----- Data in this exercise -----

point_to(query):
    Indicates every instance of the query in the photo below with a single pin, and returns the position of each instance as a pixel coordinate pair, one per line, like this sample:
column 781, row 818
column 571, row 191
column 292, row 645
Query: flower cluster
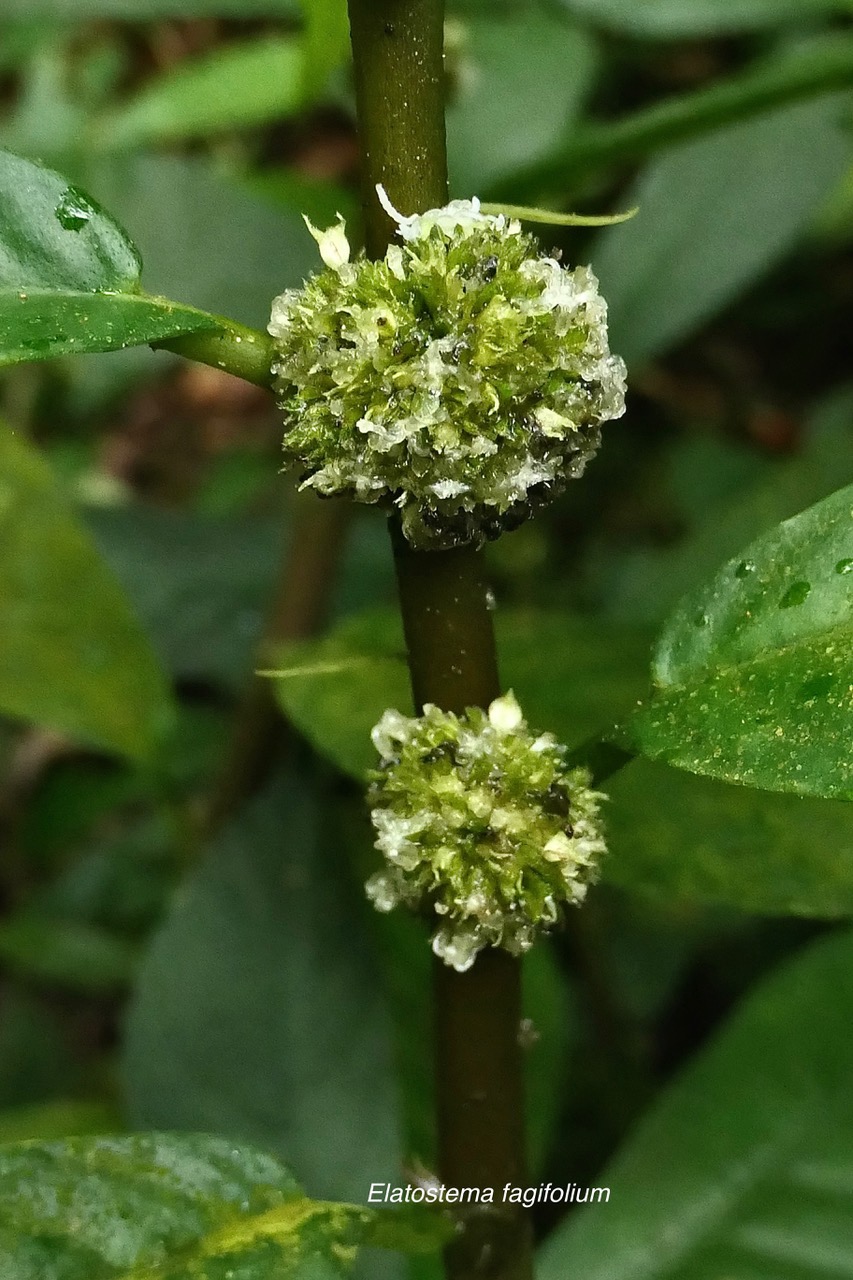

-----
----- Data in this exercise -----

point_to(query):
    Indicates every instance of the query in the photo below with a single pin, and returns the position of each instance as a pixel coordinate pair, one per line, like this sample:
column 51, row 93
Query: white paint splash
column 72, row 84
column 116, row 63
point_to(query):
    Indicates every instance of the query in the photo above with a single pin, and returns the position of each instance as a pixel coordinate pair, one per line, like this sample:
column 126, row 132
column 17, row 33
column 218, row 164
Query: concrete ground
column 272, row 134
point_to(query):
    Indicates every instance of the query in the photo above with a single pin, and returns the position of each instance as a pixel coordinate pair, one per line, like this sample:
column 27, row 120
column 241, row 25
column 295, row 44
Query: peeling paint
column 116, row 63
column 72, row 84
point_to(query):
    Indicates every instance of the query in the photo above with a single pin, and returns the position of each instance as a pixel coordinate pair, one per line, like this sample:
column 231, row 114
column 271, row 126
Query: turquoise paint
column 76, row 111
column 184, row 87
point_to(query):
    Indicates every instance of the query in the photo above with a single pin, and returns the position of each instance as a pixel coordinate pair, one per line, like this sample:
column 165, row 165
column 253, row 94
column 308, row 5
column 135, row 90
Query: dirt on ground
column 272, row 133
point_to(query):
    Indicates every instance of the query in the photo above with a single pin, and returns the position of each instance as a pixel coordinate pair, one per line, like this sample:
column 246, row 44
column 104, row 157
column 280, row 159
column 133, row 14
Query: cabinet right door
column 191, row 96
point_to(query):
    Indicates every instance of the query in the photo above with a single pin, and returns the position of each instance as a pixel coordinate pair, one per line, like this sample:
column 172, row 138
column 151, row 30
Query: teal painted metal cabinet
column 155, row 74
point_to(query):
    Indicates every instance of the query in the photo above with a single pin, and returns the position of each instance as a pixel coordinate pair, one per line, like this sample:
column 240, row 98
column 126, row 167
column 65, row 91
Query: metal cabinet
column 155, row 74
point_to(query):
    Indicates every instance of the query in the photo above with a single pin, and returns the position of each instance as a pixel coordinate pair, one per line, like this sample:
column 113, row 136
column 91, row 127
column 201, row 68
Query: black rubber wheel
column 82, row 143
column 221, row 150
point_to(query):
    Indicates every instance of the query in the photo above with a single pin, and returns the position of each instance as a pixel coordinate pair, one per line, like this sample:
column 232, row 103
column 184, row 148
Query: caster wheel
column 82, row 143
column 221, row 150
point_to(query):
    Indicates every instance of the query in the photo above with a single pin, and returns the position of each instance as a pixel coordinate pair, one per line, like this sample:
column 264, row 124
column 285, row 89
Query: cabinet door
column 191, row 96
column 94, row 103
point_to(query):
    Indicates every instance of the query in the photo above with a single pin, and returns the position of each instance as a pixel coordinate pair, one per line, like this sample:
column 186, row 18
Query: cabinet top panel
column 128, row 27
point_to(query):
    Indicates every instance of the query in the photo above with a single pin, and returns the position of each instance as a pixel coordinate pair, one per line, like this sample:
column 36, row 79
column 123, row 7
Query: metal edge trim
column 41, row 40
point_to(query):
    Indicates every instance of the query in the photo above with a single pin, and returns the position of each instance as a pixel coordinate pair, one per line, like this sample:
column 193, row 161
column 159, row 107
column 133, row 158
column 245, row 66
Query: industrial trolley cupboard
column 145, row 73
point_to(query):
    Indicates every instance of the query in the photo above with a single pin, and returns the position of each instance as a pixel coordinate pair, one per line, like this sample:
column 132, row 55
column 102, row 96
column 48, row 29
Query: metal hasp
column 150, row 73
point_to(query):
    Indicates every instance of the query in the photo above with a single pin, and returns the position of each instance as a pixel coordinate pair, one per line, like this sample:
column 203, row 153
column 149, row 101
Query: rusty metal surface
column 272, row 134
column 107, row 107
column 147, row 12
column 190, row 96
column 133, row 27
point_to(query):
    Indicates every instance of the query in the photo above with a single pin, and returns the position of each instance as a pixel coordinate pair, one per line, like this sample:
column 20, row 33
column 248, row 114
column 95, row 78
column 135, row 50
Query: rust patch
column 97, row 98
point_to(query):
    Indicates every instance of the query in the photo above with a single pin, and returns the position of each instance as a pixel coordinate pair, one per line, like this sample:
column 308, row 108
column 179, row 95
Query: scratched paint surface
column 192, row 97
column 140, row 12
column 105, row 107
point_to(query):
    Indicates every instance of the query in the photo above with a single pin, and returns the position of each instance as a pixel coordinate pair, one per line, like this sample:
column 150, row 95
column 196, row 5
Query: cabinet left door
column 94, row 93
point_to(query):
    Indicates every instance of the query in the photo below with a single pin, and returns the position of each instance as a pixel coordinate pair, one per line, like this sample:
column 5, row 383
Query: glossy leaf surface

-----

**Stated task**
List every line in the data above that contains the word "metal".

**Solution**
Query: teal painted metal cabinet
Query: metal cabinet
Query: metal edge trim
Query: metal hasp
Query: rusty metal surface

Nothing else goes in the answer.